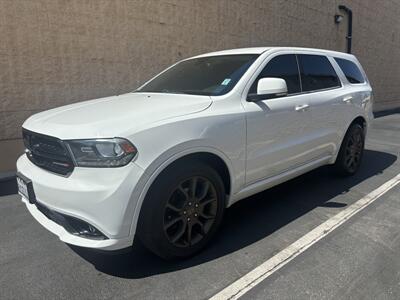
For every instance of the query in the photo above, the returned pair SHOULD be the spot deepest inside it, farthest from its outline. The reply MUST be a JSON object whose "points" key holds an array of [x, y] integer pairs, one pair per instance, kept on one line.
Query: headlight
{"points": [[102, 153]]}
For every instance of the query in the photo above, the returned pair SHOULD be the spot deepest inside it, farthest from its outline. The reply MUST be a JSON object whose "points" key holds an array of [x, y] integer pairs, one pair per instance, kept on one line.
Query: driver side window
{"points": [[282, 66]]}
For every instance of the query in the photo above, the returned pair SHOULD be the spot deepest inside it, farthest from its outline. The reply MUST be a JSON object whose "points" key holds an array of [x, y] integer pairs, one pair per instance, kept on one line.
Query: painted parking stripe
{"points": [[254, 277]]}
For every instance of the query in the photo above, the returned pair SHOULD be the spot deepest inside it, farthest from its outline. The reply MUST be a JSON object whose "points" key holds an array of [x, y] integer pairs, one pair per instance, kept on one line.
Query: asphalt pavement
{"points": [[358, 260]]}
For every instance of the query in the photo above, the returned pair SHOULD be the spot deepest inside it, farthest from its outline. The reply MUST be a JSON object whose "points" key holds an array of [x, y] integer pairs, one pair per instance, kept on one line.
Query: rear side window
{"points": [[317, 73], [350, 70], [282, 66]]}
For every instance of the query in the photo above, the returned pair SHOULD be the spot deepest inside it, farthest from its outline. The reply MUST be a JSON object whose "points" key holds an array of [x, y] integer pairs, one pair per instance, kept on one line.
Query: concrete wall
{"points": [[54, 52]]}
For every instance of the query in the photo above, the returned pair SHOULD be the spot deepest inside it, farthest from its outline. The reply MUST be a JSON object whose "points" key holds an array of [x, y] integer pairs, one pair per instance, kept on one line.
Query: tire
{"points": [[172, 212], [351, 151]]}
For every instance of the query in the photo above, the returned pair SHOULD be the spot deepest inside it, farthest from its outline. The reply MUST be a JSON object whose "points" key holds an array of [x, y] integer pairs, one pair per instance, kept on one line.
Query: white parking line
{"points": [[254, 277]]}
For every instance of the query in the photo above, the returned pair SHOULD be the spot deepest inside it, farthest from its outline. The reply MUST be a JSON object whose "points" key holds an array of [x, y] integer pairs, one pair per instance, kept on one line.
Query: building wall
{"points": [[54, 52]]}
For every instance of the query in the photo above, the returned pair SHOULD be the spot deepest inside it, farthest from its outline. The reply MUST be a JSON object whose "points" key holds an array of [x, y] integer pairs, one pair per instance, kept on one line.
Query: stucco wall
{"points": [[54, 52]]}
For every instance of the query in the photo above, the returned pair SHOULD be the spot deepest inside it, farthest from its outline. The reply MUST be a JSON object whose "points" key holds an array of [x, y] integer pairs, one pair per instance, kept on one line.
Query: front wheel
{"points": [[351, 151], [182, 210]]}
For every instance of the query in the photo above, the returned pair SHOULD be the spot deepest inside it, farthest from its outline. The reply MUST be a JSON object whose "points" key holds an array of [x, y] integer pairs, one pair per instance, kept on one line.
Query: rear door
{"points": [[325, 94]]}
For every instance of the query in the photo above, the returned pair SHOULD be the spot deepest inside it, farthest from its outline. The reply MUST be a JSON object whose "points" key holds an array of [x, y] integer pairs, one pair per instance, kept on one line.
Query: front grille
{"points": [[48, 152]]}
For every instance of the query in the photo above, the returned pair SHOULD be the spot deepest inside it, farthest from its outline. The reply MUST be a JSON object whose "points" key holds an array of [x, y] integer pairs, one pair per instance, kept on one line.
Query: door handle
{"points": [[302, 107], [347, 99]]}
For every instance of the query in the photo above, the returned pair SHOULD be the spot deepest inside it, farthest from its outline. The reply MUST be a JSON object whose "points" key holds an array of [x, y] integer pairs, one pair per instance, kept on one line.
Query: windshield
{"points": [[211, 76]]}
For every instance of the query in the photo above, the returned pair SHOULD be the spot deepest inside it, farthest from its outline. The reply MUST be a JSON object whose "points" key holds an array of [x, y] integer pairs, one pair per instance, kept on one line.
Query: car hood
{"points": [[114, 116]]}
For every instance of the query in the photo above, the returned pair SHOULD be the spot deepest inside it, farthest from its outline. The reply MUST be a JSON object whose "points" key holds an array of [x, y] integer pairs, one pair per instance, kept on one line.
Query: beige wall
{"points": [[54, 52]]}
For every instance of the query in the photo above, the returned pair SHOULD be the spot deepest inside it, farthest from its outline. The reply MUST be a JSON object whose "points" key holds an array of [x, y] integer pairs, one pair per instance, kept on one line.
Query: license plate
{"points": [[25, 188]]}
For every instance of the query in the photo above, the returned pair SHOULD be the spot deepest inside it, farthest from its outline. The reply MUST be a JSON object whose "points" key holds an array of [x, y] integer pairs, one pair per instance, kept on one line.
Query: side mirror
{"points": [[269, 88]]}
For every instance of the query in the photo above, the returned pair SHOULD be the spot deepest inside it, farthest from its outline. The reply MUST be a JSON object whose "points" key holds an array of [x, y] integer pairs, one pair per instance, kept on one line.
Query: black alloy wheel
{"points": [[351, 151], [190, 211], [182, 210]]}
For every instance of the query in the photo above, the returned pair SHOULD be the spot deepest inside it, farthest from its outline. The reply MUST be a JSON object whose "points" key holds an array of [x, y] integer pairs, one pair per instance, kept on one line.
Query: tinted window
{"points": [[285, 67], [211, 75], [317, 73], [350, 70]]}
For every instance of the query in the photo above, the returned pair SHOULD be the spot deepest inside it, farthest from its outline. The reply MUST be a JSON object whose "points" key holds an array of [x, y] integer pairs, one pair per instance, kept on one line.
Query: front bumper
{"points": [[101, 197]]}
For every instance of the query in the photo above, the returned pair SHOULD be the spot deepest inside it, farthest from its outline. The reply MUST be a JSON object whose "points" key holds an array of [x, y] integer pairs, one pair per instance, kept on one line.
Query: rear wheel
{"points": [[182, 210], [351, 151]]}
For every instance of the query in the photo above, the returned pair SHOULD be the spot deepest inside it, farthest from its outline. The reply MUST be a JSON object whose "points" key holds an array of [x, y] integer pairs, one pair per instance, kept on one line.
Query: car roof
{"points": [[260, 50]]}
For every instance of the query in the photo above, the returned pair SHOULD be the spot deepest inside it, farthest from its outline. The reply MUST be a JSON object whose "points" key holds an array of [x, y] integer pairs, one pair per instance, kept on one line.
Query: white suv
{"points": [[163, 162]]}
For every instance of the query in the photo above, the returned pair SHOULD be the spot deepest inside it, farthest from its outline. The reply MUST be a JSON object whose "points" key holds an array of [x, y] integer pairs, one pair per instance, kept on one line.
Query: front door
{"points": [[277, 129]]}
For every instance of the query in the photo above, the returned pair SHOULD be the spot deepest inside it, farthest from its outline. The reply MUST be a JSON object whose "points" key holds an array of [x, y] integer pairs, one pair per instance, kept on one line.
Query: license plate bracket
{"points": [[25, 188]]}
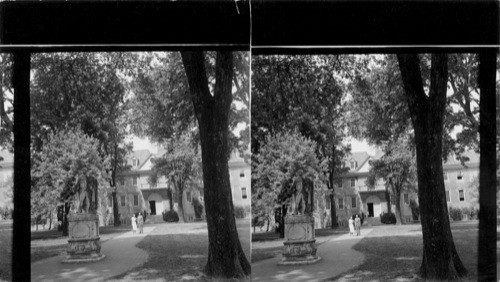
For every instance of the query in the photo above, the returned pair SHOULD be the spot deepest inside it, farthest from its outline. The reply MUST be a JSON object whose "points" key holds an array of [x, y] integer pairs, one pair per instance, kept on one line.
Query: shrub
{"points": [[471, 212], [239, 212], [456, 214], [170, 216], [388, 218], [198, 208]]}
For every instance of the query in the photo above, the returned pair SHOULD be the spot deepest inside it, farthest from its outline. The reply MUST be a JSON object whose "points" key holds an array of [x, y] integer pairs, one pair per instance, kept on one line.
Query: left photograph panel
{"points": [[121, 145]]}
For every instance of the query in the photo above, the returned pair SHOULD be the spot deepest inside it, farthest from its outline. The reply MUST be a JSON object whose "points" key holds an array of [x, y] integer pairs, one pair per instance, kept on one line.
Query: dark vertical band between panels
{"points": [[487, 168], [21, 234]]}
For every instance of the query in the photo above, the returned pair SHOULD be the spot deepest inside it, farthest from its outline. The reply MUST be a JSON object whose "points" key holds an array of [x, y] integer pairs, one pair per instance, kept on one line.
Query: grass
{"points": [[394, 253], [178, 252], [49, 243], [6, 250]]}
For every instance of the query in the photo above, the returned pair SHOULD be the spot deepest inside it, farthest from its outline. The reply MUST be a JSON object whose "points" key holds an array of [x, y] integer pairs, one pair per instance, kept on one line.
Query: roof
{"points": [[452, 161], [142, 156]]}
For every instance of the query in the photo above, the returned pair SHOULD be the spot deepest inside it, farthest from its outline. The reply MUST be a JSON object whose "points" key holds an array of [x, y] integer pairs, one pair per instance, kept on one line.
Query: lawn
{"points": [[178, 251], [6, 250], [394, 253], [49, 243]]}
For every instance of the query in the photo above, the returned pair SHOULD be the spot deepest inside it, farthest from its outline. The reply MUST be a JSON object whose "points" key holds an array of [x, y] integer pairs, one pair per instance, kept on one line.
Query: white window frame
{"points": [[463, 193]]}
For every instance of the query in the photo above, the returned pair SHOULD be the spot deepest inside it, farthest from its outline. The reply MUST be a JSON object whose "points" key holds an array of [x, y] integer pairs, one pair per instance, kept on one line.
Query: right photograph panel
{"points": [[367, 167]]}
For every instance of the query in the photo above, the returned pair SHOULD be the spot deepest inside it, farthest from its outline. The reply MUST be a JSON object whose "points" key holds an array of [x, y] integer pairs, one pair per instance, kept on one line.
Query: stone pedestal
{"points": [[83, 243], [300, 243]]}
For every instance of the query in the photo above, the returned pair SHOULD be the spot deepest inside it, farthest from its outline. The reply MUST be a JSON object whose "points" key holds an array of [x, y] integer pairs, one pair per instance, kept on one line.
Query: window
{"points": [[353, 164], [393, 199]]}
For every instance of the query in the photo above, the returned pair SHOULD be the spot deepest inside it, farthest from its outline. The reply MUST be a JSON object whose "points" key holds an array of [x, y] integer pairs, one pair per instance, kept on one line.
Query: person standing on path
{"points": [[351, 225], [134, 223], [140, 222], [357, 224]]}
########################################
> _Instructions to follow_
How many lines in the records contain the string "wheel", with case taken into account? Reply with the number alone.

> _Solution for this problem_
3